--- BEGIN Document ---
The family, with a suitable retinue of servants, lived at Baston Lodge, in St Leonards-on-Sea near Brighton. The house is still there, with the requisite blue plaque. It was Victorian, Italianate and slightly rambling, situated in the lee of the church and just up the hill from the house of the African-adventure novelist Sir Henry Rider Haggard. John recalled, with a touch of envy, that Alan found a diamond and sapphire ring belonging to Lady Rider Haggard in the gutter (‘he always preferred the gutter to the pavement’). He was sent with it to the front door of the great man’s house, and was rewarded with a florin. What everyone wanted to know was what it was like inside, but on this question, alas, history is silent.
Baston Lodge in about 1905.
Alan’s nursery experience was longer than John’s, and different. The nursery was vigorously ruled according to old-school standards by Nanny Thompson, assisted by an under-nurse, who had her hands full with Nevill’s practical jokes (Wellington boots filled with water and so forth) as well as Joan’s tantrums. Alan was just the baby. John remembered the prewar smells of nappies – and bacon-fat, part of Alan’s diet, which for some reason was prescribed as a cure for rickets.
There was a delicious sniff of release when, leaving Julius in India, Ethel braved the menace of the U-boats to spend the spring and summer of 1915 with her boys, taking rented rooms in St Leonards. Her next visit to England would be in the spring of 1916 – again the U-boats failed to find their mark – with Julius, and this time with a holiday in Scotland into the bargain.
My mother [wrote John, commenting on Ethel’s biography of Alan] does not think fit to mention that it was by no means amusing or safe to do these long sea voyages in wartime during the submarine menace, nor that a close friend of hers had been pitched into the sea when the Egypt sank and had swum around for hours before she was rescued. Forewarned, my mother carried about her person on these voyages a mass of emergency equipment for the fatal plunge. If I remember rightly it included a whistle (to attract the attention of passing ships, whales, etc.), a small Meta stove, tabloid provisions, sea-proof matches and improving literature in waterproof bindings. Happily she was never obliged to put these aids to survival to the test.
In all this, Alan’s childhood was not really different from that of other Empire children. The household was typical for an Edwardian army family, and the horrors experienced by Rudyard Kipling at the hands of his foster-mother were certainly absent. Ethel Turing had chosen well. Yet, notwithstanding the large household, the benevolent oversight of Grannie Ward, and the brisk attentions of Nanny Thompson, one is left with the sense that Alan was often left to his own devices. John, four years older, preferred to keep his nose in a book than engage with his little brother. In any case, in May 1917 John was despatched to board at prep-school, and about this time Nevill also left the custody of the Wards.
Nothing in the whole range of the cussedness of inanimate objects competes with a sailor suit – Alan Turing in 1917.
--- END Document ---
--- BEGIN Entries supplied ---
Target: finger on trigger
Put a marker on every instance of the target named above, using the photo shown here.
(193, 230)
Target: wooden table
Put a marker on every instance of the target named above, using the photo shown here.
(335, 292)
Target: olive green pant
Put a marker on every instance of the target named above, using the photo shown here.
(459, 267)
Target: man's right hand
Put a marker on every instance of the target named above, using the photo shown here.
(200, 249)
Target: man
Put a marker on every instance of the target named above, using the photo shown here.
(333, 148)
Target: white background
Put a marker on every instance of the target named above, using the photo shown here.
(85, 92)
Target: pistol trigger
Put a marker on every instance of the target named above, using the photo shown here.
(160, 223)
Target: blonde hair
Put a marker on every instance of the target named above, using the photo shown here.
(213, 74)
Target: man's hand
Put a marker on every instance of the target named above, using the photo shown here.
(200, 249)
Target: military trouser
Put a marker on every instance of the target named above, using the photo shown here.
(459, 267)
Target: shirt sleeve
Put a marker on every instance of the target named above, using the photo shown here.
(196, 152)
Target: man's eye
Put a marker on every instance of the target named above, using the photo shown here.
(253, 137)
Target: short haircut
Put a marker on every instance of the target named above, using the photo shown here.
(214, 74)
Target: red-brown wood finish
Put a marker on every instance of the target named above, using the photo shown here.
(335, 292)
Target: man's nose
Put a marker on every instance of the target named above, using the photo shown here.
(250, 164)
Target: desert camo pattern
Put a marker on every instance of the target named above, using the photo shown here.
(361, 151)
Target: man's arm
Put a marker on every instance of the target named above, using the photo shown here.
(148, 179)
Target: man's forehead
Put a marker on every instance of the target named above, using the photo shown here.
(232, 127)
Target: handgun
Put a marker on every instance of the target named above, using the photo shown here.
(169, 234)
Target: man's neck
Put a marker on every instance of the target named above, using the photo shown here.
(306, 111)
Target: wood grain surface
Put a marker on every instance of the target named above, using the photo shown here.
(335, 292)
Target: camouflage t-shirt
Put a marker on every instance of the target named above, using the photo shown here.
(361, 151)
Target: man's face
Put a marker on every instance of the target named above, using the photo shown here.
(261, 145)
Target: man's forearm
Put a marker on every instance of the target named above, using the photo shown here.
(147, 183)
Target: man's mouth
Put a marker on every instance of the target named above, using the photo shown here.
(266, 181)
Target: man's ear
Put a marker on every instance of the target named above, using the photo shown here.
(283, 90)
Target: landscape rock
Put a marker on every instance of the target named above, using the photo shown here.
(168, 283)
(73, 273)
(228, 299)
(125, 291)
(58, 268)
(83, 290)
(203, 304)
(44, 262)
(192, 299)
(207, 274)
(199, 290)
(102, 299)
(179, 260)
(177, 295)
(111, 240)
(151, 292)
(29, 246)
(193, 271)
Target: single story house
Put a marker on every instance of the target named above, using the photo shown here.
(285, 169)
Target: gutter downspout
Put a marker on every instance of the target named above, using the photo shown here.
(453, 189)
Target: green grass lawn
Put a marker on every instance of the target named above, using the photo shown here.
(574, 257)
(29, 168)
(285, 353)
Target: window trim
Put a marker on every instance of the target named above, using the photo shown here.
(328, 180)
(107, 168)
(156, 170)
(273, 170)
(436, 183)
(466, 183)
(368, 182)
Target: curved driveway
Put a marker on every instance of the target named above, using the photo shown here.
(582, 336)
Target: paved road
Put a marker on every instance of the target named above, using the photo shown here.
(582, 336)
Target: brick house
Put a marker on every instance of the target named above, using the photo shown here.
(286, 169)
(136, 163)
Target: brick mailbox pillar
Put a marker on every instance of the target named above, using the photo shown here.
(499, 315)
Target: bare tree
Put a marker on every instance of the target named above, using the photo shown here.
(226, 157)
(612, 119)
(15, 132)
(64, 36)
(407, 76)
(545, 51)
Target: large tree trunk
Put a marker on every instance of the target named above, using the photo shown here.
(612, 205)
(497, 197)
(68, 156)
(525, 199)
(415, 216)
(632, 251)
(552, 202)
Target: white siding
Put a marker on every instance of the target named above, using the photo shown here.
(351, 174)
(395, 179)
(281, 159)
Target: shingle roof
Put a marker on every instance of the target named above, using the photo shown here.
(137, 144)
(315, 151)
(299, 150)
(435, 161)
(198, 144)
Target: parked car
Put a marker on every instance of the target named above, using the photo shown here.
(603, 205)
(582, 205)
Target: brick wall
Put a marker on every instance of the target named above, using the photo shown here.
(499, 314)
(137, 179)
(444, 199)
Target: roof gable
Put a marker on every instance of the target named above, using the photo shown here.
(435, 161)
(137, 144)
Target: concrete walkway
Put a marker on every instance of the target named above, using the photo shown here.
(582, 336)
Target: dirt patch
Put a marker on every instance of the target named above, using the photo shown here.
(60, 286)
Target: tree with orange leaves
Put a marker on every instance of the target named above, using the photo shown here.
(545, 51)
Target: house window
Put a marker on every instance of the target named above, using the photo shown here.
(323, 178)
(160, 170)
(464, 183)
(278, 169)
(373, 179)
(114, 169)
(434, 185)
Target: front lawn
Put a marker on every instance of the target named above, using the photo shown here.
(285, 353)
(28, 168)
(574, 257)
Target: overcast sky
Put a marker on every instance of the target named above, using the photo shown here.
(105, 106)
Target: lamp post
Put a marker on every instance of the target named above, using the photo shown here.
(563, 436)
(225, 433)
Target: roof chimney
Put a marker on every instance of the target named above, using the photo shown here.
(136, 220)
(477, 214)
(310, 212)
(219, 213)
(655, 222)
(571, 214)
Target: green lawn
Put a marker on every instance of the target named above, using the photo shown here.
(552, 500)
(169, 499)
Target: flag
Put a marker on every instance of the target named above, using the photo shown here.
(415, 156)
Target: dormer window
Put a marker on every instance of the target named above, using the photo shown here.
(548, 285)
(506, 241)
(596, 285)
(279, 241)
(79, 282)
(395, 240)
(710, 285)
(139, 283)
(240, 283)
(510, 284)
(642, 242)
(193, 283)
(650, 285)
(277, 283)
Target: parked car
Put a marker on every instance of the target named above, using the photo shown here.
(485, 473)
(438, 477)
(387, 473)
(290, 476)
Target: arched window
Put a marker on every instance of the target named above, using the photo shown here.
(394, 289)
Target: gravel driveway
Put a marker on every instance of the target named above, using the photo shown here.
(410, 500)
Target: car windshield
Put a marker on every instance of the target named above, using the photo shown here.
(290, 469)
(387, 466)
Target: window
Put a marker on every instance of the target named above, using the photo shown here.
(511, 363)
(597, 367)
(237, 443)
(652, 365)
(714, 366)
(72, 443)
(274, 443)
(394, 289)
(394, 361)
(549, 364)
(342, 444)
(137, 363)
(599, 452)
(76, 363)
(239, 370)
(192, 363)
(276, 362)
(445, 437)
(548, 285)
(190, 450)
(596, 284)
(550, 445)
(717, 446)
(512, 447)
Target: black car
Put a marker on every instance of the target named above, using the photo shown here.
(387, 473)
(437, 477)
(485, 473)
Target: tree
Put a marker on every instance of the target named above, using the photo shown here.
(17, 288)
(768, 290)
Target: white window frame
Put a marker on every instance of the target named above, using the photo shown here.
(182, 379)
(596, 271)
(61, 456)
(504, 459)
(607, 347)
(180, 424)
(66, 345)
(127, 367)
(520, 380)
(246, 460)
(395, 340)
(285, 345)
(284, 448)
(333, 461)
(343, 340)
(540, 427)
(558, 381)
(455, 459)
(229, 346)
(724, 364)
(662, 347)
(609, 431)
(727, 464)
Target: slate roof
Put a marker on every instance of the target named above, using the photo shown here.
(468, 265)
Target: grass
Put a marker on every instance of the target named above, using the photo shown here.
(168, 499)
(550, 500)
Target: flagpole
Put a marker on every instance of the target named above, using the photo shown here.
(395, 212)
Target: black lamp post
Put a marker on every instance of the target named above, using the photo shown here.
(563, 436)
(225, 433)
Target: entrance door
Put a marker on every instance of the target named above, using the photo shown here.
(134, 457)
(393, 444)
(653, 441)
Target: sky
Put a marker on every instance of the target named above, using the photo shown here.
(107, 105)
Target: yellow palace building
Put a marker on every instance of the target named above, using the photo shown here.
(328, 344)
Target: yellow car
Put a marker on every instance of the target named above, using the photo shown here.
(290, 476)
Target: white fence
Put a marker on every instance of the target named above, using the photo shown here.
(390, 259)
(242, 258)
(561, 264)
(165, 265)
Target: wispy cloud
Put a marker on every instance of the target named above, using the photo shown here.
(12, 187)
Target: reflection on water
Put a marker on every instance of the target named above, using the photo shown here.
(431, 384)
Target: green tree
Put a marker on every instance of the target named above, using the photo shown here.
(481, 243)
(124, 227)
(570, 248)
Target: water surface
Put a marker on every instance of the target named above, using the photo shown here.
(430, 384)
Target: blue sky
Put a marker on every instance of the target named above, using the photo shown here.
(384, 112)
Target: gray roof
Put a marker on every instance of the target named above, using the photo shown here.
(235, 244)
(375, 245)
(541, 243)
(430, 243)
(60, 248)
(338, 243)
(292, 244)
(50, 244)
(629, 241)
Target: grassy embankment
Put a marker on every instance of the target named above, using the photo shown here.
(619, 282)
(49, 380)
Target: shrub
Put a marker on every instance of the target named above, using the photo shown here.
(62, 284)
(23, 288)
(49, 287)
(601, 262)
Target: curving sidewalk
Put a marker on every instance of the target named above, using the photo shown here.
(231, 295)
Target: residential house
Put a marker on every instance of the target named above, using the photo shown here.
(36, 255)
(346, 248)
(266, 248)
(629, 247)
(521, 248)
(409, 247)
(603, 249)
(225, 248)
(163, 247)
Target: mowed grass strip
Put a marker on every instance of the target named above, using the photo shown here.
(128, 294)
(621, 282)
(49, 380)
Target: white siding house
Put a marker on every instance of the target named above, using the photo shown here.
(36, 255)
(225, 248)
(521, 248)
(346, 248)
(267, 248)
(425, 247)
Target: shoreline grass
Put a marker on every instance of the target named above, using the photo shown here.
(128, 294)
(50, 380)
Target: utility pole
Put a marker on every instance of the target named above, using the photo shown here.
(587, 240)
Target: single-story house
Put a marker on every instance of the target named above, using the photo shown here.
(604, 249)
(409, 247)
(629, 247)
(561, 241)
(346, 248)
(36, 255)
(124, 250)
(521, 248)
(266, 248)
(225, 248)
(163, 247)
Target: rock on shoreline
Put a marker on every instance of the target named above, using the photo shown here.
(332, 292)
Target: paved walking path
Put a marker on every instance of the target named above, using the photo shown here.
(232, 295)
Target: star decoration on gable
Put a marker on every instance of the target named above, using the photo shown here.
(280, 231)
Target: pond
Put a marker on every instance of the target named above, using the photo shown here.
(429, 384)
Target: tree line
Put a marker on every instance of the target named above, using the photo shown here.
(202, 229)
--- END Entries supplied ---
- **Goal 1**: List every item that the passage on Alan Turing's childhood says Ethel carried on her sea voyages as emergency equipment.
- **Goal 2**: Carry on the passage about Alan Turing's childhood from the point where it stops.

- **Response 1**:
- a whistle
- a small Meta stove
- tabloid provisions
- sea-proof matches
- improving literature in waterproof bindings

- **Response 2**:
Sampled snapshots
In John’s absence there was no one left to record the days of Alan’s infancy except the endless series of sailor-suit photos. In the Christmas holidays the Turing boys were allowed to stay with the formidable Aunt Jean, Julius’s older sister:
The house, known as ‘Rushmoor’ (all their houses were called Rushmoor) was number 42, Bramham Gardens. It was one of those up and down houses of the Victorian era – a more inconvenient version of Baston Lodge but on a grander scale and with more storeys. All might have been well at Rushmoor but for that wretched brother of mine. At Baston Lodge he was not my responsibility. At Rushmoor I was held accountable for his clothes, deportment, hygiene and punctual appearance at meals. To make matters worse, he was dressed in sailor suits, according to the convention of the day (they suited him well); I know nothing in the whole range of the cussedness of inanimate objects to compete with a sailor suit. Out of the boxes there erupted collars and ties and neckerchiefs and cummerbunds and oblong pieces of flannel with lengthy tapes attached; but how one put these pieces together, and in what order, was beyond the wit of man. Not that my brother cared a button – an apt phrase, many seemed to be off – for it was all the same to him which shoe was on which foot or that it was only three minutes to the fatal breakfast gong. Somehow or another I managed by skimping such trumpery details as Alan’s teeth, ears, etc. but I was exhausted by these nursery attentions and it was only when we were taken off to the pantomime that I was able to forget my fraternal cares.
Apart from John’s account, most of which was written about his own childhood experience and (because of their difference in age) features Alan only incidentally, there are few sources on which to draw. Until Alan was four, his mother was keeping oversight remotely, through correspondence with Grannie Ward. Then, for a period, Ethel managed to get a good deal of time with Alan, since she took rooms in St Leonards when Julius returned to India in late 1916 – saving her a further round of cat-and-mouse with the U-boats – and she stayed there until the end of the war.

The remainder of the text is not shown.